Or, c’est à l’Assemblée de Corse – et non aux maires – que la loi confère la possibilité de localiser ces espaces. Compte tenu de la pression dont les élus locaux sont victimes pour élaborer leur document d’urbanisme, cette zone d’imprécision fait courir potentiellement le risque de voir « rogner » des parts importances de ces espaces remarquables établis sur des critères scientifiques. Il y a là encore une fois un risque d’insécurité juridique du Padduc.
Au total, 20 887 ha d’ERC sont susceptibles de disparaître sur l’ensemble des contours, 13.213 si l’on ne tient pas compte de la bande des 100 mètres.
L’un des objectifs poursuivis dans l’élaboration du Padduc est d’en finir avec les attaques au TA des PLU et des permis de construire. Par le seul jeu du coup de crayon, nous allons au contraire amplifier les contentieux car, à l’heure actuelle, les ERC sont délimités à la parcelle.
« ESPACES URBANISÉS »

----

### Consigne 1
D'après l'extrait sur le Padduc, combien d'hectares d'ERC sont susceptibles de disparaître sur l'ensemble des contours ?
### Consigne 2
Réécrivez le passage de l'extrait sur le Padduc qui va de « Au total, 20 » à « des 100 mètres. », en substituant « périmètres » à « contours ».
### Consigne 3
Prolongez le texte sur le Padduc au-delà de sa dernière ligne.
Les données qui suivent ne sont pas nécessaires.

### Données fournies

----

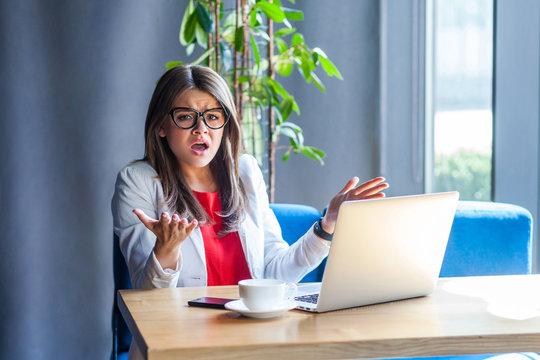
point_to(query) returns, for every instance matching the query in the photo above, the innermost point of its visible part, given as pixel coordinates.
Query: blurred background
(436, 95)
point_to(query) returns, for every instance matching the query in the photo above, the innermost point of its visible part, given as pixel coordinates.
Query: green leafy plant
(243, 44)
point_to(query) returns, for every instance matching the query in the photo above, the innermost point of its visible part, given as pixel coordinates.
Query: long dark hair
(224, 165)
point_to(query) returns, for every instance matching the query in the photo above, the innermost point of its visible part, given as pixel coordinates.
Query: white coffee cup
(265, 294)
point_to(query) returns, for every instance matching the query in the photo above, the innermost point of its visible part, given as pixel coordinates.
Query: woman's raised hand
(371, 189)
(170, 233)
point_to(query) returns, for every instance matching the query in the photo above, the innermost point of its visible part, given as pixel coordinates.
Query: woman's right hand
(170, 233)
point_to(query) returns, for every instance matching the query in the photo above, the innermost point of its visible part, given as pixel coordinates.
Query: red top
(225, 259)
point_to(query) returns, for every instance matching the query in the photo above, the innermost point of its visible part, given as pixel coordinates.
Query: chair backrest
(489, 238)
(294, 220)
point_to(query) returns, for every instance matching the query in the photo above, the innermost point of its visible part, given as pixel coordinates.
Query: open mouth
(199, 146)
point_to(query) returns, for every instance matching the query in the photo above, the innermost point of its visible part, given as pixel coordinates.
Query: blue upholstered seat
(486, 239)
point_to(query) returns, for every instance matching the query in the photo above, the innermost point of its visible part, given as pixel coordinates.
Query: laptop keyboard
(311, 298)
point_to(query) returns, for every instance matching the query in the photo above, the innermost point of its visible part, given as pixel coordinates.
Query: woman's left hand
(369, 190)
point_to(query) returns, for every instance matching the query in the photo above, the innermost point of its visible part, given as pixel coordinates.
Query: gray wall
(76, 80)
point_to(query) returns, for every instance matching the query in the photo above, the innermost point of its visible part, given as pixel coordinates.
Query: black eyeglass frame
(199, 114)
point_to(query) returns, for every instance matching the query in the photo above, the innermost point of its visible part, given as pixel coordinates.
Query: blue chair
(294, 219)
(488, 238)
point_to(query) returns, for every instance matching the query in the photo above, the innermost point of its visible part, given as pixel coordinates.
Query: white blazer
(267, 254)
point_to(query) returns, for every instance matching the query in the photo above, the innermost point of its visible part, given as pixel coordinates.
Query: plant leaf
(292, 14)
(313, 153)
(284, 68)
(170, 64)
(205, 18)
(189, 30)
(286, 156)
(286, 131)
(272, 10)
(293, 126)
(318, 83)
(297, 39)
(286, 108)
(255, 51)
(189, 49)
(203, 56)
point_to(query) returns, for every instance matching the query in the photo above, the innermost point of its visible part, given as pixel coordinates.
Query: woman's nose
(200, 127)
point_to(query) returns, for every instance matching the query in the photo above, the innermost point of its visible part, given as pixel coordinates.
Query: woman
(194, 211)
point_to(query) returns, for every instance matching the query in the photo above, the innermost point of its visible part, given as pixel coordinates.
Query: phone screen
(211, 302)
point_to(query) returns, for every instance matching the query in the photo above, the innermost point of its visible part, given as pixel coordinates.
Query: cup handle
(291, 290)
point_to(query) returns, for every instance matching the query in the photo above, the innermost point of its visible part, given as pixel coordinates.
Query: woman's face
(194, 148)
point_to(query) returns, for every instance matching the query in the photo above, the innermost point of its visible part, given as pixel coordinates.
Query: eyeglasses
(186, 118)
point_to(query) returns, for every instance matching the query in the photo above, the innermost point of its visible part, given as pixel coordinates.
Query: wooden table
(470, 315)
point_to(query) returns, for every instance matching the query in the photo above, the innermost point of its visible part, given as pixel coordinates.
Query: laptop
(383, 250)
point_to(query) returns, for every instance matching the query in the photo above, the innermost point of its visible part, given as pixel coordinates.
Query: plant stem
(271, 117)
(235, 74)
(217, 50)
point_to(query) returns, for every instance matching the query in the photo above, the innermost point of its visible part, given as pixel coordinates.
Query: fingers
(371, 187)
(145, 219)
(350, 184)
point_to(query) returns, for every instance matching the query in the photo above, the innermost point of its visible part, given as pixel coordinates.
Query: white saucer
(241, 308)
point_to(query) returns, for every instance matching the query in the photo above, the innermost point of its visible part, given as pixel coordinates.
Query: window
(459, 70)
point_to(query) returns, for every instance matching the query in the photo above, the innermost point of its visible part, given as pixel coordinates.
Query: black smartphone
(215, 303)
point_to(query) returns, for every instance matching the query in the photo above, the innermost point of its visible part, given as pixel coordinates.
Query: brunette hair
(224, 165)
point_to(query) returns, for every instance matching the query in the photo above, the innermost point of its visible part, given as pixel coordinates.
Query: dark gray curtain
(75, 80)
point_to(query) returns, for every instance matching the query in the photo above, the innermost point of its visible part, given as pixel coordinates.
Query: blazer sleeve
(281, 261)
(138, 188)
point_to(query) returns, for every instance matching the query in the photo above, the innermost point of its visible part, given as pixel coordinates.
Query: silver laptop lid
(387, 249)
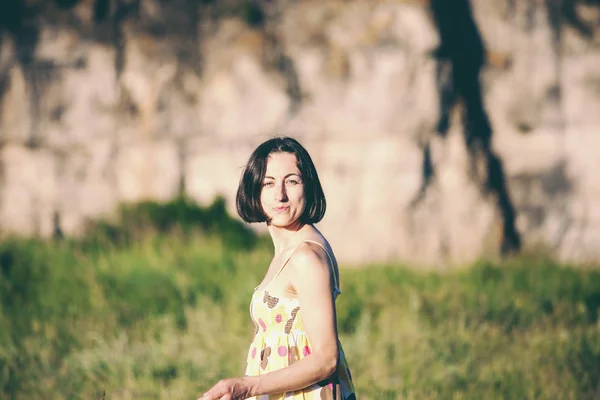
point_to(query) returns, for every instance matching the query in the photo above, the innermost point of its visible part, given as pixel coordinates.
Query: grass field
(157, 308)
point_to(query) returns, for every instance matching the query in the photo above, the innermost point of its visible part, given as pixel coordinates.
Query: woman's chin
(279, 221)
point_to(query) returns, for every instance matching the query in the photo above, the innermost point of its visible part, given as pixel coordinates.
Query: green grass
(157, 308)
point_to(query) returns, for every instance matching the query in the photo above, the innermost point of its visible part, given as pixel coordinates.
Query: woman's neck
(286, 237)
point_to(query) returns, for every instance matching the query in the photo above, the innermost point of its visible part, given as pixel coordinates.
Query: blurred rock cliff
(442, 130)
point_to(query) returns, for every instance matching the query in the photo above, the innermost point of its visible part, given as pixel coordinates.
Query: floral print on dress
(280, 340)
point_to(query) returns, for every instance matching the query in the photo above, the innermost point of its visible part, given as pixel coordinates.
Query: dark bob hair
(248, 194)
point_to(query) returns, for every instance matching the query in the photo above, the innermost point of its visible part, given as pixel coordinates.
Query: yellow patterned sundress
(280, 340)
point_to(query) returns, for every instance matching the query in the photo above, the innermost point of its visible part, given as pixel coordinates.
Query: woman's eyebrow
(287, 176)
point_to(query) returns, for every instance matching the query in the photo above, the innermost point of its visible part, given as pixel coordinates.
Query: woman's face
(282, 195)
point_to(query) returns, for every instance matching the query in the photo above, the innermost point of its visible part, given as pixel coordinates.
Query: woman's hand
(229, 389)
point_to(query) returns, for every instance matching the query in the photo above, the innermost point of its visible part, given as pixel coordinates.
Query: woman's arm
(311, 277)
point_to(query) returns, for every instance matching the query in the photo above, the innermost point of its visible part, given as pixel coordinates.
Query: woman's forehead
(282, 163)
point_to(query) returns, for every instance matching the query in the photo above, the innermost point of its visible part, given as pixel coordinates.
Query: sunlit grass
(162, 313)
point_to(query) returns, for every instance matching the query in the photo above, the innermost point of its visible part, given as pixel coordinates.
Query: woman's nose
(281, 194)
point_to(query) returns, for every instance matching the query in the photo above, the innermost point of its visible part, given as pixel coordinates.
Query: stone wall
(441, 133)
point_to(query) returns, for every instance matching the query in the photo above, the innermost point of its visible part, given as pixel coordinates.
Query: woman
(295, 353)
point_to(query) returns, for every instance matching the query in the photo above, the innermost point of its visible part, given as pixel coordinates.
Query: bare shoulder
(310, 259)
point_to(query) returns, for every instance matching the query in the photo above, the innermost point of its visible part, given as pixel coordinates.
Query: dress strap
(335, 284)
(336, 287)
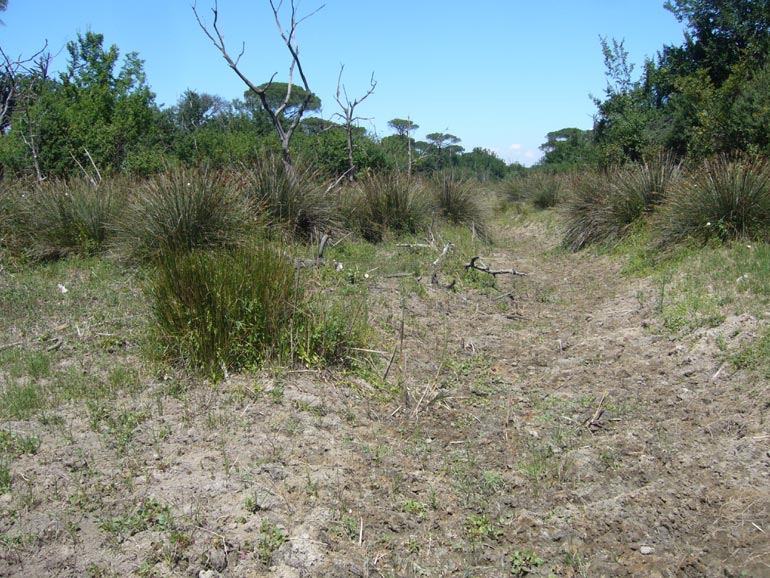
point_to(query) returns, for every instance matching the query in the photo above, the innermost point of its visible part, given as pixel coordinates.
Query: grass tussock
(544, 190)
(295, 199)
(380, 204)
(58, 218)
(725, 198)
(181, 210)
(605, 208)
(228, 310)
(458, 201)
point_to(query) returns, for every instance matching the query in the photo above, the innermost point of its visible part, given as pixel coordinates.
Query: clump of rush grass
(181, 210)
(293, 198)
(58, 218)
(380, 204)
(604, 207)
(227, 310)
(587, 212)
(725, 198)
(545, 190)
(458, 202)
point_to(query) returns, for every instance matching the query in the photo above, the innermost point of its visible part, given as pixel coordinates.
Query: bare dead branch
(217, 38)
(473, 264)
(348, 108)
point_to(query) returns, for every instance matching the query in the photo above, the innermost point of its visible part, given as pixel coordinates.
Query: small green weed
(479, 526)
(523, 563)
(149, 514)
(414, 507)
(270, 538)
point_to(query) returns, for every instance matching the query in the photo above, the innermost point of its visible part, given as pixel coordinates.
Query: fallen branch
(443, 254)
(494, 272)
(594, 420)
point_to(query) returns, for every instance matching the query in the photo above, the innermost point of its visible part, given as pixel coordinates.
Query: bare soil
(546, 426)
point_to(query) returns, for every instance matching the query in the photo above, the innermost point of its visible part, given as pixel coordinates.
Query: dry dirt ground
(548, 426)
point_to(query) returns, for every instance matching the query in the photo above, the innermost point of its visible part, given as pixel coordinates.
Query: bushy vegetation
(724, 198)
(185, 209)
(458, 201)
(57, 218)
(294, 198)
(387, 203)
(227, 310)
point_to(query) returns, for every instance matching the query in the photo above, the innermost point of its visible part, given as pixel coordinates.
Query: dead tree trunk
(348, 109)
(284, 132)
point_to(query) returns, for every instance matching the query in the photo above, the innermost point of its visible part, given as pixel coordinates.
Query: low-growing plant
(270, 538)
(182, 210)
(225, 310)
(149, 514)
(219, 311)
(293, 198)
(387, 203)
(545, 190)
(725, 198)
(458, 201)
(58, 218)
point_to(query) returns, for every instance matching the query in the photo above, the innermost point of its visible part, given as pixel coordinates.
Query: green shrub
(725, 198)
(388, 202)
(57, 218)
(641, 187)
(545, 190)
(458, 201)
(514, 189)
(219, 310)
(604, 208)
(181, 210)
(295, 199)
(587, 212)
(227, 310)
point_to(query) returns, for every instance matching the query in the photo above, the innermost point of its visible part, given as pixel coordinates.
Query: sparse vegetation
(182, 210)
(58, 218)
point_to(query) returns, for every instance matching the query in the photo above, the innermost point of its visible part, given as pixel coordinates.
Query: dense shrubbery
(459, 201)
(226, 310)
(604, 207)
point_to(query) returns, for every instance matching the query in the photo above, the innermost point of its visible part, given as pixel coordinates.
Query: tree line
(709, 95)
(99, 116)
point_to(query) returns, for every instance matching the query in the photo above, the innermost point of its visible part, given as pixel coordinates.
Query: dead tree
(21, 81)
(275, 114)
(348, 108)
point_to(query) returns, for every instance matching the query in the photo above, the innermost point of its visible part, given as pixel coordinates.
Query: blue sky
(498, 74)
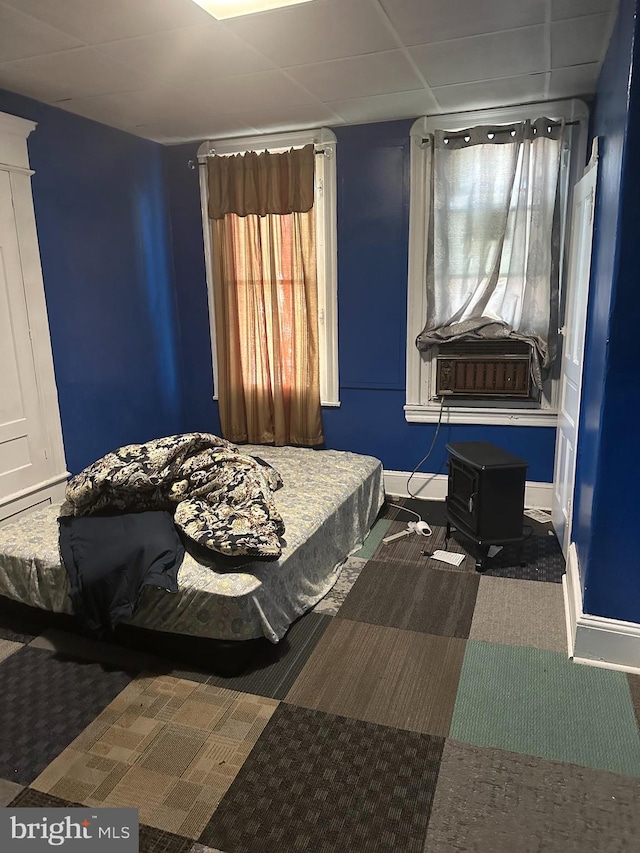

----

### Réponse 1
20 887 ha.

### Réponse 2
Au total, 20 887 ha d’ERC sont susceptibles de disparaître sur l’ensemble des périmètres, 13.213 si l’on ne tient pas compte de la bande des 100 mètres.

### Réponse 3
À travers les « espaces urbanisés », le Padduc introduit un autre « concept nouveau », posant un problème de compétence. Il était envisagé à l’origine pour permettre la densification au cœur des hameaux anciens de nos villages, ce qui était intéressant. Ces espaces sont définis comme : « Un nombre significatif de constructions à apprécier en fonction du contexte local » ; et aussi : « deux espaces présentant la même densité bâtie et le même nombre de constructions peuvent donner lieu à un diagnostic différent, l’un comme espace d’urbanisation diffuse, l’autre comme espace urbanisé, s’ils sont situés dans des territoires différents »
Par le « flou » ainsi maintenu, le Padduc crée une inégalité entre les territoires et sera de ce fait source de nombreux contentieux.
POUR FEMU A CORSICA, IL EST IMPERATIF DE CLARIFIER L’ENSEMBLE DE CES NOTIONS.